---------- DATASET RECORDS

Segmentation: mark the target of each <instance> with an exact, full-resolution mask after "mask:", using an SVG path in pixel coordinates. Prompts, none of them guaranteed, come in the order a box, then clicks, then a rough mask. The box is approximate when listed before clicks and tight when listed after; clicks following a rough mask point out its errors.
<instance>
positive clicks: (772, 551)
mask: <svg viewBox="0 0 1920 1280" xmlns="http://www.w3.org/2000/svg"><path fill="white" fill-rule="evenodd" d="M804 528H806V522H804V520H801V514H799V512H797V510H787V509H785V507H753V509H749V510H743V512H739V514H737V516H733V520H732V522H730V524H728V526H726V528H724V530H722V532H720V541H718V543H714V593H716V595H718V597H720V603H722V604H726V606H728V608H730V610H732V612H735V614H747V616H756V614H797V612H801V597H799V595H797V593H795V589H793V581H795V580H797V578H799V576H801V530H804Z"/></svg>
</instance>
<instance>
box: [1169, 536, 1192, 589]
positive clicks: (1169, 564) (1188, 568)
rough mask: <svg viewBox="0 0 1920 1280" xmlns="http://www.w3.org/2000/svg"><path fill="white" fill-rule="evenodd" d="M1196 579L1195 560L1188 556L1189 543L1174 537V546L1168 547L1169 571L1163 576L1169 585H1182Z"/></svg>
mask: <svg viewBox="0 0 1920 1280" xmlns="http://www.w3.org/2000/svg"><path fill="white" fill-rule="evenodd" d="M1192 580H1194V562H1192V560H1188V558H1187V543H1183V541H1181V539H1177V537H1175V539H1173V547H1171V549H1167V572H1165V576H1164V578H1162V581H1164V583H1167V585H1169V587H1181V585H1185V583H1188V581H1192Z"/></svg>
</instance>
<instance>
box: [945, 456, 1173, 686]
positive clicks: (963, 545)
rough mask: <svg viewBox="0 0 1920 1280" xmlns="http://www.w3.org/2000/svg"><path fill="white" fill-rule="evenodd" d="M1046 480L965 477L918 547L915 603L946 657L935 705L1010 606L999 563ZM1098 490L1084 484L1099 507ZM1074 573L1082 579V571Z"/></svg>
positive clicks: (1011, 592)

--------------------

## [REQUIRED ACTION]
Every record is to be repeated exactly as written.

## [SOLUTION BELOW]
Segmentation: mark the target of each <instance> with an exact, full-resolution mask after "mask:", using an SVG path in pixel coordinates. Prompts, none of them guaranteed, come in the order a box, then clicks, then a rough mask. The box is approximate when listed before clicks and tight when listed after; clicks following a rough mask point out its errors.
<instance>
positive clicks: (772, 551)
mask: <svg viewBox="0 0 1920 1280" xmlns="http://www.w3.org/2000/svg"><path fill="white" fill-rule="evenodd" d="M804 528H806V522H804V520H801V514H799V512H797V510H787V509H785V507H753V509H749V510H743V512H739V514H737V516H733V520H732V522H730V524H728V526H726V528H724V530H722V532H720V541H718V543H714V593H716V595H718V597H720V603H722V604H726V606H728V608H730V610H732V612H735V614H747V616H756V614H797V612H801V597H799V595H797V593H795V589H793V581H795V580H797V578H799V576H801V530H804Z"/></svg>
</instance>
<instance>
box: [1169, 536, 1192, 589]
positive clicks: (1169, 564) (1188, 568)
rough mask: <svg viewBox="0 0 1920 1280" xmlns="http://www.w3.org/2000/svg"><path fill="white" fill-rule="evenodd" d="M1196 579L1195 560L1188 556L1189 543L1174 537V546L1168 547L1169 571L1163 576L1169 585H1182Z"/></svg>
mask: <svg viewBox="0 0 1920 1280" xmlns="http://www.w3.org/2000/svg"><path fill="white" fill-rule="evenodd" d="M1192 580H1194V562H1192V560H1188V558H1187V543H1183V541H1181V539H1177V537H1175V539H1173V547H1171V549H1167V572H1165V576H1164V578H1162V581H1164V583H1167V585H1169V587H1181V585H1185V583H1188V581H1192Z"/></svg>
</instance>
<instance>
box: [945, 456, 1173, 686]
positive clicks: (963, 545)
rough mask: <svg viewBox="0 0 1920 1280" xmlns="http://www.w3.org/2000/svg"><path fill="white" fill-rule="evenodd" d="M1046 480L965 477L918 547L915 603L946 657L935 705L1010 606L999 563ZM1098 490L1084 484L1099 507ZM1074 573L1082 579V571Z"/></svg>
positive clicks: (1011, 592)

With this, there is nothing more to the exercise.